- Saved entries -
::::

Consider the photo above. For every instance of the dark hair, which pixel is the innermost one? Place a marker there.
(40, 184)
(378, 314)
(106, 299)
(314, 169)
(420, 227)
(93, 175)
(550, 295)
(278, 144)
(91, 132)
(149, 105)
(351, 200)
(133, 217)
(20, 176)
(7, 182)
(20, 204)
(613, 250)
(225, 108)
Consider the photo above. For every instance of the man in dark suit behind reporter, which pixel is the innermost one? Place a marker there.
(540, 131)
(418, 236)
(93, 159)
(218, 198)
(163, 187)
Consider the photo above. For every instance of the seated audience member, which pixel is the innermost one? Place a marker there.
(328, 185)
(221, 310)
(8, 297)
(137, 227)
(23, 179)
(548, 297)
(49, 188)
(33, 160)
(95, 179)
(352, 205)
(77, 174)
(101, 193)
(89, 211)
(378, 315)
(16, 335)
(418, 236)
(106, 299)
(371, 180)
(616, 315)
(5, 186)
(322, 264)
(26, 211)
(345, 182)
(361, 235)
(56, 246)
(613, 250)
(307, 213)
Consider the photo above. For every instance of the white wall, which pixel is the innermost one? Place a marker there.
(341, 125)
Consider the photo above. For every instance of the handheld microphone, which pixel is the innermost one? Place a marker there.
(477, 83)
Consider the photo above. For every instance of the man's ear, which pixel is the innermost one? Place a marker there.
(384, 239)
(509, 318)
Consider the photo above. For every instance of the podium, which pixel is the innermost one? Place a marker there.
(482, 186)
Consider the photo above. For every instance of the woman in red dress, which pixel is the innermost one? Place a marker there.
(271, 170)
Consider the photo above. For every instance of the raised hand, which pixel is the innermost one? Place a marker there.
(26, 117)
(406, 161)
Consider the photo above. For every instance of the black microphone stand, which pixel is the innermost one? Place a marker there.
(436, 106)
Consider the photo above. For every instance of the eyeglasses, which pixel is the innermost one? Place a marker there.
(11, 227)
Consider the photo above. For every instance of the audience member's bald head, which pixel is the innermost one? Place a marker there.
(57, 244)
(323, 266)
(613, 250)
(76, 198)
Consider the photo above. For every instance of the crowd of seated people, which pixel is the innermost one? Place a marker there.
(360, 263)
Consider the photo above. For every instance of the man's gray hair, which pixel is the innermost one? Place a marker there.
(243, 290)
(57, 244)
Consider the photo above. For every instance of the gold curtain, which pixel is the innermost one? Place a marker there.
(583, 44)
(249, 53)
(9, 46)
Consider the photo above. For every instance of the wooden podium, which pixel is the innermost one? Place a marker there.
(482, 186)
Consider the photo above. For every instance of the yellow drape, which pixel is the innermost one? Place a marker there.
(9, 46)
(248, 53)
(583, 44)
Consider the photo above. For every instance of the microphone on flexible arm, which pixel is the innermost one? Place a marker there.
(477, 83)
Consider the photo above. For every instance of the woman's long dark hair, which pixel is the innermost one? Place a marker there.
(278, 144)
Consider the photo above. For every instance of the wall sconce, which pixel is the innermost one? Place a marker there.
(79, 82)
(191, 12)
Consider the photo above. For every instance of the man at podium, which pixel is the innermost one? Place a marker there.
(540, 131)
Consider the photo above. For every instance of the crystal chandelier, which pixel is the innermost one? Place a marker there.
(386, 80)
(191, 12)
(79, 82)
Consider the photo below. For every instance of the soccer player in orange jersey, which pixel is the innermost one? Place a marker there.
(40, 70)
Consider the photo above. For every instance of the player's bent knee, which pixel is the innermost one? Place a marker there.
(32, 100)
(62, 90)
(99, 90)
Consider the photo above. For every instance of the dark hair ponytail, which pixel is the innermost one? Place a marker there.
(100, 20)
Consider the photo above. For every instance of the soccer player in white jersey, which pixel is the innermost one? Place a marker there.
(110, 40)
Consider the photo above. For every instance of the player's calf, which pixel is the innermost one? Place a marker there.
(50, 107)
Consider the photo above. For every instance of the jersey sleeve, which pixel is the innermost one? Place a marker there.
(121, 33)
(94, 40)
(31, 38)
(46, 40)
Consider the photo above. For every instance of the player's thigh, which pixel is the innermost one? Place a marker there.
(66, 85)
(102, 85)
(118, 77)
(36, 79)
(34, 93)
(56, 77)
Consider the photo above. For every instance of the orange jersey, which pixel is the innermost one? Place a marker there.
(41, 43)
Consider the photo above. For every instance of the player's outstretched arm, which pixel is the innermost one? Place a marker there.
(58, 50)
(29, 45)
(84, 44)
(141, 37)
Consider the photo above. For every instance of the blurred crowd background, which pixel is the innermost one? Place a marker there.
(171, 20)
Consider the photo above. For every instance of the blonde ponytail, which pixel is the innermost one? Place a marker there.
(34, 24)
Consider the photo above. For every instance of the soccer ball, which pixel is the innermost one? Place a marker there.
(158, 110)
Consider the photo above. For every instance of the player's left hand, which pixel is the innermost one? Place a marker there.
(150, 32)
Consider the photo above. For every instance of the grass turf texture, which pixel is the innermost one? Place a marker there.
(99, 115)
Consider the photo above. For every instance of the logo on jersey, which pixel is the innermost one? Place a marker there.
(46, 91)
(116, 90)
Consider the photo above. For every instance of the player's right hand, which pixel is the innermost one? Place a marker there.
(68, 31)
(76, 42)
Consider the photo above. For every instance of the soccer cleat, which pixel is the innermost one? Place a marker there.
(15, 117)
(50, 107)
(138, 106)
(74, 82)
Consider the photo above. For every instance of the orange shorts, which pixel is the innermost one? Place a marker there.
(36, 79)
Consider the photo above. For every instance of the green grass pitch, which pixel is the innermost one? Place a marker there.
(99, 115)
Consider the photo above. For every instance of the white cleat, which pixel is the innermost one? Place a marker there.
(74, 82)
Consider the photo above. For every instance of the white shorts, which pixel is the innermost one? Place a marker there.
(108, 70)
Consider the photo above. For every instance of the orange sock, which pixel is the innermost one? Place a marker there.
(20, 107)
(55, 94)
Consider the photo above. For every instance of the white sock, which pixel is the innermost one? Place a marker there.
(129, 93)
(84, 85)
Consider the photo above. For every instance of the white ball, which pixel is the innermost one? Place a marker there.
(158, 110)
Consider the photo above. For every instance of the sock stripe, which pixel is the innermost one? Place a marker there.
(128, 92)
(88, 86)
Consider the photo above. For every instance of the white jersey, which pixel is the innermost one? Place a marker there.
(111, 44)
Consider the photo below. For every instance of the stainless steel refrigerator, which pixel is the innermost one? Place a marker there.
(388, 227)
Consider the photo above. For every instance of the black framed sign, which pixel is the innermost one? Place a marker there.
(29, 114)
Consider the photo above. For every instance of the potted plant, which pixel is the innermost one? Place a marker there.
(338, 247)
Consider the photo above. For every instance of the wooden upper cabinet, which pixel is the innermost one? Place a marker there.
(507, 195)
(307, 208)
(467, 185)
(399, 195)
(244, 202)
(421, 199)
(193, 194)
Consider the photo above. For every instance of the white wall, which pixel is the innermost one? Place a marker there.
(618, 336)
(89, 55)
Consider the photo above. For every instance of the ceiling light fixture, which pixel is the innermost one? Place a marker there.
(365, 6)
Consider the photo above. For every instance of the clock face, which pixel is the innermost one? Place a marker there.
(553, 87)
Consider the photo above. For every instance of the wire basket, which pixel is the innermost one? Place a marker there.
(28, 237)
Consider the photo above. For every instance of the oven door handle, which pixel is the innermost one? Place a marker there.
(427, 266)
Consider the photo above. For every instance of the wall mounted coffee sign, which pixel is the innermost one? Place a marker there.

::::

- Exercise description -
Would you give the data above again, exactly as written?

- Solution to the exercise -
Consider the photo above. For every instance of the dark hair, which pixel is the innermost one? Place a marker there.
(40, 184)
(378, 314)
(106, 299)
(314, 169)
(420, 227)
(93, 175)
(550, 295)
(278, 144)
(91, 132)
(149, 105)
(351, 200)
(133, 217)
(20, 176)
(7, 182)
(20, 204)
(613, 250)
(225, 108)
Consider the photo above. For every instance of the man in dark suit behind reporter, which pixel is the innermost one? Place a marker there.
(540, 131)
(418, 236)
(93, 159)
(218, 198)
(163, 187)
Consider the photo above. For every instance of the seated audience member, which pixel is the innermost one? Place a marker there.
(328, 185)
(221, 310)
(8, 297)
(137, 227)
(23, 179)
(548, 297)
(49, 188)
(33, 160)
(95, 179)
(352, 205)
(77, 174)
(101, 193)
(89, 211)
(378, 315)
(16, 335)
(418, 236)
(106, 299)
(371, 180)
(616, 315)
(5, 186)
(322, 264)
(26, 211)
(345, 182)
(361, 235)
(56, 246)
(613, 250)
(307, 213)
Consider the photo above. For every instance of the white wall, which pixel is the innermost one? Place a marker there.
(341, 125)
Consider the photo above. For every instance of the handheld microphone, which pixel is the innermost one? Place a marker there.
(477, 83)
Consider the photo above. For every instance of the man's ear, which pixel is the innermost one? Place a marker there.
(384, 239)
(509, 318)
Consider the photo above. For every instance of the podium, which pixel is the innermost one? Place a marker there.
(482, 186)
Consider the photo above. For every instance of the woman in red dress, which pixel is the innermost one? Place a marker there.
(271, 170)
Consider the photo above. For every instance of the raised hand, which pixel is the innermost one? Place a marker there.
(26, 117)
(406, 161)
Consider the photo above. For every instance of the black microphone stand, which pixel is the innermost one? Place a marker there.
(436, 106)
Consider the photo above. For every instance of the eyeglasses, which pixel is the innermost one? Place a marker there.
(11, 227)
Consider the photo above. For every instance of the audience member's bald head, which pixel is the innermost one? Place a marker there.
(57, 244)
(323, 266)
(613, 250)
(76, 198)
Consider the photo above. For every instance of the crowd of seated people, which pixel is the innermost one? Place a marker there.
(360, 263)
Consider the photo above. For every instance of the man's gray hair, which pixel is the innermost one? Place a marker there.
(243, 290)
(57, 244)
Consider the photo above. For every instance of the gold curtain, which pixel is the innermost one? Place a marker there.
(583, 44)
(249, 53)
(9, 46)
Consider the photo above. For every instance of the wooden podium, which pixel is the innermost one? Place a marker there.
(482, 186)
Consider the photo above. For every instance of the yellow drape, which pixel is the innermost one? Place a marker there.
(9, 46)
(248, 53)
(583, 44)
Consider the photo above. For every instance of the microphone on flexible arm, which pixel is the innermost one? Place a marker there.
(477, 83)
Consider the photo above. For every instance of the woman's long dark hair, which pixel is the innermost one? Place a marker there.
(278, 144)
Consider the photo above. For every instance of the wall sconce, which pixel is the innermost one? Place a marker there.
(79, 82)
(191, 12)
Consider the photo above. For every instance of the man at podium, which pixel is the innermost one? Place a marker there.
(540, 131)
Consider the photo above. For every instance of the crystal chandelier, which pixel is the innermost one? Place a marker there.
(386, 80)
(191, 12)
(79, 82)
Consider the photo below. For every instance of the soccer player in orange jersey, which pixel is the innermost one? Place a marker there.
(40, 70)
Consider the photo above. For every instance of the player's bent knee, which pixel is the innermost one? Place a marker there.
(32, 100)
(62, 90)
(99, 90)
Consider the photo above. For every instance of the dark hair ponytail, which pixel is the innermost one? Place a marker there.
(100, 20)
Consider the photo above. For every instance of the soccer player in white jersey, which pixel is the innermost one? Place a marker there.
(110, 40)
Consider the photo above. For every instance of the player's calf, which pixel is the innermost one? Place a marker there.
(50, 107)
Consider the photo above. For every instance of the jersey sleeve, which pixel is the innermost one? Place a marker there.
(121, 33)
(94, 40)
(31, 38)
(46, 40)
Consider the photo above. For every instance of the player's thigh, which pixel is the innermost one? Place a marker there.
(66, 85)
(102, 85)
(118, 77)
(36, 79)
(34, 93)
(56, 77)
Consider the photo above. For every instance of the orange jersey, which pixel is the innermost one? Place a marker there.
(41, 43)
Consider the photo above. For every instance of the player's outstretched arm, which pixel is the innermost one? Place a marker there.
(58, 50)
(29, 45)
(84, 44)
(141, 37)
Consider the photo above. For every instance of the blurred crowd background, which pixel is the innermost one? Place a marker there.
(171, 20)
Consider the photo above. For every instance of the blonde ponytail, which pixel is the innermost one? Place a marker there.
(34, 24)
Consider the photo above. For every instance of the soccer ball, which pixel is the innermost one? Place a marker there.
(158, 110)
Consider the photo above. For every instance of the player's left hand, which pixel is the innermost one? Place a marker there.
(150, 32)
Consider the photo above. For every instance of the grass turf texture, which pixel is the innermost one? Place a marker there.
(99, 115)
Consider the photo above. For every instance of the logo on jersey, which pixel is the innermost one? Place a marker there.
(46, 91)
(116, 90)
Consider the photo above. For every instance of the player's right hand, which pixel is the innermost one? Place a marker there.
(68, 31)
(76, 42)
Consider the photo above. For every instance of the soccer cleat, which pixel is the innermost one? Place a marker there.
(15, 117)
(50, 107)
(138, 106)
(74, 82)
Consider the photo above. For every instance of the orange shorts, which pixel is the innermost one? Place a marker there.
(36, 79)
Consider the photo above. For every instance of the green grass pitch, which pixel is the innermost one? Place a marker there.
(99, 115)
Consider the photo above. For every instance of the white cleat, which pixel is the innermost one? Place a marker there.
(74, 82)
Consider the photo above. For every instance of the white shorts, which pixel is the innermost one? Place a marker there.
(108, 70)
Consider the photo above. For every instance of the orange sock, which pixel is the innermost one? Place a marker there.
(20, 107)
(55, 94)
Consider the photo above. For every instance of the white sock, which pixel is the innermost one? Place a marker there.
(129, 93)
(84, 85)
Consider the photo above. For every instance of the white ball, which pixel is the innermost one? Place a marker there.
(158, 110)
Consider the photo above. For every instance of the sock stripe, which pixel is the innermost one? Place a marker there.
(128, 92)
(88, 86)
Consider the photo above. For every instance of the white jersey, which pixel is the innermost one? Place a marker there.
(111, 44)
Consider the photo below. For every instance of the stainless steel refrigerator, which pixel is the innermost one? Place a marker there.
(388, 227)
Consider the photo above. For every instance of the black framed sign, which pixel is the innermost one? Place a marker there.
(29, 114)
Consider the photo above. For every instance of the potted plant, which pixel is the innermost one? Place a marker there.
(338, 247)
Consider the photo above. For every instance of the wooden upper cabinet, which pixel is the innermost one? Place a marker there.
(507, 195)
(307, 208)
(467, 185)
(399, 195)
(244, 202)
(421, 199)
(193, 194)
Consider the photo above. For every instance of the white wall, which pixel is the innermost one? Place a marker there.
(618, 336)
(89, 55)
Consider the photo above. For every instance of the ceiling light fixture, which pixel is the innermost one? Place a marker there.
(365, 6)
Consider the photo above. For every instance of the clock face, which pixel is the innermost one? Place a marker there.
(553, 87)
Consider the photo above. For every instance of the wire basket, which pixel is the innermost one? Place a marker there.
(28, 237)
Consider the photo above. For every instance of the oven door handle, which pixel is the innermost one? Place a marker there.
(427, 266)
Consider the photo above. For every instance of the wall mounted coffee sign, which pixel is the innermost one? Place a marker there.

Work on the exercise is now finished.